| Given text |
* * * * *
Bittersweet, and the ghost of girlfriends past.

I've been busy organizing my crap today, but in the midst of it all, I stopped to make a quick page. It feels like ages since I've actually made a scrapbook page, so I'm pretty revved up about it. It's nice to return to something you love and discover that it still holds all the old joys.

This page is a short letter to Eliot. I hope that someday he will read it and be able to feel the depth of my love for him and for his father. I've hidden most of the journaling under the flap of the heart, both to symbolize what is in my own heart just now and to hide what is private. I don't know what lies ahead for our little family, but I do know that we will make it past this and we will emerge a stronger family because of it. The arrangement of that family remains to be seen, but I am determined that our son will have both his mother and father as constants in his life, regardless of whether Eli and I remain together as a couple.

I get nostalgic looking at older pictures of Eliot, like the one I used on this page. This is a photo his daycare provider took of him wayy back before we'd cut his curls off, when he was just starting to say "cheese!" every time he spied a camera pointed in his direction. :)
* * * * *
| What this task involves |
Continue the blog post about the scrapbook page for Eliot, starting right after its last sentence.
* * * * *
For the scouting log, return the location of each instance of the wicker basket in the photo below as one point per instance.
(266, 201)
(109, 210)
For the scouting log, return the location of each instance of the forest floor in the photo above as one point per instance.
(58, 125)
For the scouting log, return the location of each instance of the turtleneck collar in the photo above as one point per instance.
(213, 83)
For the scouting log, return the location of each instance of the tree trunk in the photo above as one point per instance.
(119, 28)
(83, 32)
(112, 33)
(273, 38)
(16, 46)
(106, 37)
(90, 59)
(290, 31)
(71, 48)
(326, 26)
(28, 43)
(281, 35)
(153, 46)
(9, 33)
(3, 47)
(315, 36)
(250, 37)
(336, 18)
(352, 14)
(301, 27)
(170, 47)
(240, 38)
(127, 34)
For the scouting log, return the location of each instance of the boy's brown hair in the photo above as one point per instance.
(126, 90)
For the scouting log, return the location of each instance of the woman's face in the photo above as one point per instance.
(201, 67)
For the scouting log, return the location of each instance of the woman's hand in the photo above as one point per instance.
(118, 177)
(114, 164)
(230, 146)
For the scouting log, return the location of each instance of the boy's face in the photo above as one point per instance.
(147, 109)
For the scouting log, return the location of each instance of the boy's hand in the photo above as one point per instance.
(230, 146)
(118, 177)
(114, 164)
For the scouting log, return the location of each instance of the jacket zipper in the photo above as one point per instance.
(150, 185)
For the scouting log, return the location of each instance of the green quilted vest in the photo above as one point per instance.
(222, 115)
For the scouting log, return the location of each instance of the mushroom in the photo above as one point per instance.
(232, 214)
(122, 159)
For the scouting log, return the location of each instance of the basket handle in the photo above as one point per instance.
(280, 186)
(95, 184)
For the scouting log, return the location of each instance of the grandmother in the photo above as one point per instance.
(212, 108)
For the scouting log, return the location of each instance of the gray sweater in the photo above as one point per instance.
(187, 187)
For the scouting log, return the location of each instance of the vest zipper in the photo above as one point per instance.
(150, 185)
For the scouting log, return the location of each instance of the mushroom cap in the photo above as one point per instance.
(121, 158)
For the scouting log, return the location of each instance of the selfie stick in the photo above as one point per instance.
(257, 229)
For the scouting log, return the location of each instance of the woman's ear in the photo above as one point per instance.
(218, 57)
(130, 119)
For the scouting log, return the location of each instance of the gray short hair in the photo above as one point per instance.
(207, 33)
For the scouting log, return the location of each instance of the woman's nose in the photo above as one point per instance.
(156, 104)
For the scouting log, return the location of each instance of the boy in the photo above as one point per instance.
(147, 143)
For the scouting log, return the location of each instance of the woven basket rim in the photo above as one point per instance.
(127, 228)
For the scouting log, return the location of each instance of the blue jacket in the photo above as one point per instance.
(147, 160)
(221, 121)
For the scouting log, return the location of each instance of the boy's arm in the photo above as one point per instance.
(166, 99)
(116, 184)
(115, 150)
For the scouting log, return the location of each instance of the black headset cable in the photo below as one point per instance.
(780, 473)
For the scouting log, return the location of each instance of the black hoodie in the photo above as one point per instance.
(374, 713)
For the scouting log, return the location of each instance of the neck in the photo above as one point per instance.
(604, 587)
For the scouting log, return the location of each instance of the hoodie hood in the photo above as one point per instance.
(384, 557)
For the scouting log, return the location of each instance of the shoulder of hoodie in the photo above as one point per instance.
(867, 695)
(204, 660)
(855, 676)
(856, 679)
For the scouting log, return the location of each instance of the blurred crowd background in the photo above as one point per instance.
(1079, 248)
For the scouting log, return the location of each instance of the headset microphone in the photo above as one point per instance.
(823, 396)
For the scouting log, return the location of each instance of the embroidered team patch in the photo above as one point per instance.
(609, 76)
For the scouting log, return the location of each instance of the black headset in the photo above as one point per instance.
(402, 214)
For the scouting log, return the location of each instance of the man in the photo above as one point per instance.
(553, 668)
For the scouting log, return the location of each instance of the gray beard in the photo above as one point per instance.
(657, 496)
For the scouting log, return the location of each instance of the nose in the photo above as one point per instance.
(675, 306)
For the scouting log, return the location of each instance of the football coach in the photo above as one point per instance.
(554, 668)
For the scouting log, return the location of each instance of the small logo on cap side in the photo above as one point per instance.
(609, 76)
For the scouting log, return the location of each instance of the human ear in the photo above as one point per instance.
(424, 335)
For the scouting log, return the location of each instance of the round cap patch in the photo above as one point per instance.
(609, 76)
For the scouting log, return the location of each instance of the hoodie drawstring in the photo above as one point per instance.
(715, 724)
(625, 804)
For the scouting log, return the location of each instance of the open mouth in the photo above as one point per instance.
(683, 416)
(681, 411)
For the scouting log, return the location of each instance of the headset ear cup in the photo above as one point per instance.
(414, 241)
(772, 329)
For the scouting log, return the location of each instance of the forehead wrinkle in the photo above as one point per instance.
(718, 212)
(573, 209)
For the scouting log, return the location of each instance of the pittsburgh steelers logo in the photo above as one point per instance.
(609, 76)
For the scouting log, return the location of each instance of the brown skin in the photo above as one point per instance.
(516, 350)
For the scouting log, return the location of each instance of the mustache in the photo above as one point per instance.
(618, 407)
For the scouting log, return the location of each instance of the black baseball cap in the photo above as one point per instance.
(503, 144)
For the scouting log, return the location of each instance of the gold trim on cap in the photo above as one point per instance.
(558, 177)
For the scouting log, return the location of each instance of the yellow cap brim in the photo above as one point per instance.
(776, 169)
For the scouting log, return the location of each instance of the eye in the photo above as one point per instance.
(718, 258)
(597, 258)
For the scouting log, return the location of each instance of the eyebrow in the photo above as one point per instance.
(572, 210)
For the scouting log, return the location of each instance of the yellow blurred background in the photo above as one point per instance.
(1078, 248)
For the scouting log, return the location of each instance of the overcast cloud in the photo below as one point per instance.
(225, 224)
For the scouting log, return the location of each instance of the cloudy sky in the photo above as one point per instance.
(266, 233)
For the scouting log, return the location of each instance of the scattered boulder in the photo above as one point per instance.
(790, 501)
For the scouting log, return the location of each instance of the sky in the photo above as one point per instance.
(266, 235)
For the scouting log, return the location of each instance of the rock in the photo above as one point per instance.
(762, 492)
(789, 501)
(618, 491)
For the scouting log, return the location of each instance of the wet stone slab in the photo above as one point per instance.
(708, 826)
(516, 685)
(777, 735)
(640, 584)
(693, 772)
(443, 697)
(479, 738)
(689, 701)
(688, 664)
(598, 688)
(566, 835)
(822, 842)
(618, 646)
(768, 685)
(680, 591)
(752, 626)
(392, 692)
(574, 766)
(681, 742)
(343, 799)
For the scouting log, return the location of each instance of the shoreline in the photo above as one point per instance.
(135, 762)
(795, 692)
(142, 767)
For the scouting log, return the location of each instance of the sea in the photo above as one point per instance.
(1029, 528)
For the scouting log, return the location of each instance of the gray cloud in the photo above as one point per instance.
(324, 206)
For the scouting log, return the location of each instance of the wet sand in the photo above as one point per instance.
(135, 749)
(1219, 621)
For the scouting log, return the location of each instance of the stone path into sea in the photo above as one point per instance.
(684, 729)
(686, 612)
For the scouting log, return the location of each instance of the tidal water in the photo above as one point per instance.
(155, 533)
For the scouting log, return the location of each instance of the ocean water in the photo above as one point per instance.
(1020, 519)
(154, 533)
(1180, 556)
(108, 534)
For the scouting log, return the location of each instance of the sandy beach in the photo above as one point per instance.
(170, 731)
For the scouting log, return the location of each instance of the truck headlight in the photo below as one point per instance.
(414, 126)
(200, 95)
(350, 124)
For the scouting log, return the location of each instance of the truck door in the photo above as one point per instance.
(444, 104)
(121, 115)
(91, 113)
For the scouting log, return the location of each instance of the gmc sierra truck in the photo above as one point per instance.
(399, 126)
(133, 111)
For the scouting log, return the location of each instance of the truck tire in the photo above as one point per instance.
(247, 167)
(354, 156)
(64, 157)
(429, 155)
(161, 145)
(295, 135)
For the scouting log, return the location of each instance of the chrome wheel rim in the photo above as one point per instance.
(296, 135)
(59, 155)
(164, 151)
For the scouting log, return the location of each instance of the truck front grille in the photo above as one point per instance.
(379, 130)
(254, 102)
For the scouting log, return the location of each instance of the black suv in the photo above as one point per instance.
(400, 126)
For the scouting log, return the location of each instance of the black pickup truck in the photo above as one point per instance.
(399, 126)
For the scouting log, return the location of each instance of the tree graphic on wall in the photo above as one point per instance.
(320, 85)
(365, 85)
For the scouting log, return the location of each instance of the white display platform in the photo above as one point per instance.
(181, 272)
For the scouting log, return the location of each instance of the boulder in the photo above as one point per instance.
* * * * *
| The answer |
And this is our little man now:

Times passes so slowly and so quickly.
And how much does this boy look like his dadda? He's Eli with my hair. *swoon* It's no wonder I'm still broken-hearted when I have Eli's spitting image running around here, asking me heartbreaking questions like "Why you cryin', Momma?" He's an incredibly perceptive kid.

His new obsession (aside from trains, always trains) is stoplights and stop signs. He yells "Stop, Momma!" anytime we pull up to one. He can also tell (from recognizing landmarks outside the car, I guess?) the difference when we're going to the apartment versus when I'm taking him to the house. He says "Daddy's house" or "Mommy's house" depending on the situation.

I hate this. It is hard. And I am so torn.

It would be easy for me to say okay. It would be easy to move back in, and not ever worry about Eliot crying for Daddy at night.

But in some ways it would also be easy to stay here. To not have to think about her. If I stay here I never have to wonder whether she slept in my bed, sat at my dining room table (the stainless steel table that my mom bought us as a wedding gift, no less). Did she sit on my swing? MY cedar swing, hanging from the tree in the yard? The plank of cedar my dad fashioned for me when I was in the third grade? Did she browse the titles of the books on my shelves, the ones that are still there, patiently waiting for some sort of resolution?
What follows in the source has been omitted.